- To be done -
Put the following rows into a numbered list, leaving out any blank lines.

- Provided data -
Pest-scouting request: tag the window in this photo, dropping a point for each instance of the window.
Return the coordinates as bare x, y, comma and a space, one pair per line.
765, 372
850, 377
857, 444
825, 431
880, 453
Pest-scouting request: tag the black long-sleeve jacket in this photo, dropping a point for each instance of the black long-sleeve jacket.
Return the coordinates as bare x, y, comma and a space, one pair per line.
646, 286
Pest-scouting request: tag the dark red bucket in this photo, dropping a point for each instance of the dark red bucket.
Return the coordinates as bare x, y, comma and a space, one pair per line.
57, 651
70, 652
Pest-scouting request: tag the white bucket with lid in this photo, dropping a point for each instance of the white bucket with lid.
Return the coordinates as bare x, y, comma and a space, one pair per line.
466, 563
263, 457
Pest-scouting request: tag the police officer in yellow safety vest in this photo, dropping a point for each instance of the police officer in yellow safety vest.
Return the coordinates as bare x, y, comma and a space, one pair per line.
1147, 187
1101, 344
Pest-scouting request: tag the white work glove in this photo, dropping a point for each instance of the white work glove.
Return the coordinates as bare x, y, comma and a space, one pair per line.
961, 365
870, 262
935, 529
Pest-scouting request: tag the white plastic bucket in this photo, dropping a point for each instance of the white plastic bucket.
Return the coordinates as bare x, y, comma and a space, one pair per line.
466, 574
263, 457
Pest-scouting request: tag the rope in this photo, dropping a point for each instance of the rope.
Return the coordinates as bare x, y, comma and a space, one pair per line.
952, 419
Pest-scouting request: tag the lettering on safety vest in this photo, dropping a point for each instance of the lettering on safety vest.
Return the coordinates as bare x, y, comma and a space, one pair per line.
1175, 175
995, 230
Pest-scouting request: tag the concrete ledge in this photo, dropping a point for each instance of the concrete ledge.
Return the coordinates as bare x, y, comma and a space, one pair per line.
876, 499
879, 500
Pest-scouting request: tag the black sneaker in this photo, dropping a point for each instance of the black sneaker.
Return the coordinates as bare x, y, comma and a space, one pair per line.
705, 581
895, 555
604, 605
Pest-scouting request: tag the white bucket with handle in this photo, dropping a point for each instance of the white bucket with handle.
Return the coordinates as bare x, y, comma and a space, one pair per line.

- Solution to the exercise -
1. Pest-scouting request: tag the window in this photo, dropping a point for each instance of the window.
2. Return the coordinates as bare x, y, comma and a space, one pair per line.
3. 765, 372
4. 850, 377
5. 857, 444
6. 825, 431
7. 880, 453
8. Pest-scouting request: tag the black long-sleeve jacket in this photo, dropping a point for each instance of the black long-sleeve jacket.
9. Return the coordinates as bare x, y, comma and a space, one pair per line.
10. 646, 286
11. Pest-scouting request: tag the dark red bucket in this photo, dropping a point for each instance of the dark red bucket.
12. Return the coordinates as bare x, y, comma and a space, one pair per line.
13. 57, 651
14. 70, 652
15. Pest-scouting request: tag the white bucket with lid in this photo, dropping a point for each instance of the white bucket with lid.
16. Return the coordinates as bare x, y, comma and a space, one pair per line.
17. 466, 563
18. 263, 457
19. Pest-scouting request: tag the police officer in yellow safety vest in this photo, dropping a point for each instance of the police officer in yellow safety vest.
20. Return the coordinates as bare x, y, comma and a space, one pair per line.
21. 1147, 187
22. 1101, 344
23. Pest-scouting request: tag the white work glove in this photo, dropping a point for each instance of the white work glove.
24. Return the coordinates as bare x, y, comma and a space, one pair per line.
25. 961, 365
26. 870, 262
27. 935, 529
28. Pest-scouting request: tag the white plastic bucket in this photo, dropping a point for each instance of the white plastic bucket.
29. Return the coordinates as bare x, y, comma and a space, one pair per line.
30. 466, 574
31. 263, 457
32. Pest-scouting request: tag the rope in this photo, dropping a point for each instance of the rope.
33. Return the coordinates as bare x, y, comma and a space, one pair per line.
34. 952, 419
35. Pest-scouting request: tag the lettering on safety vest in this photo, dropping a point for each instance of the lettering on safety vest.
36. Return the coordinates as bare x, y, comma and a space, one pair per line.
37. 1175, 175
38. 995, 230
39. Pest-scouting request: tag the concrete ledge in this photo, dropping a point for each instance of the concrete ledge.
40. Return the coordinates as bare x, y, comma and a space, one pair per line.
41. 876, 499
42. 879, 500
43. Pest-scouting request: tag the black sneaker in this photo, dropping a point for each instance of the black sneaker.
44. Return the coordinates as bare x, y, comma and a space, one pair per line.
45. 705, 581
46. 895, 555
47. 604, 605
48. Pest-scouting request: tag the white bucket with handle in this photo, dropping a point for each instance of the white bucket with handle.
49. Return the coordinates as bare x, y, comma and a space, one pair per line.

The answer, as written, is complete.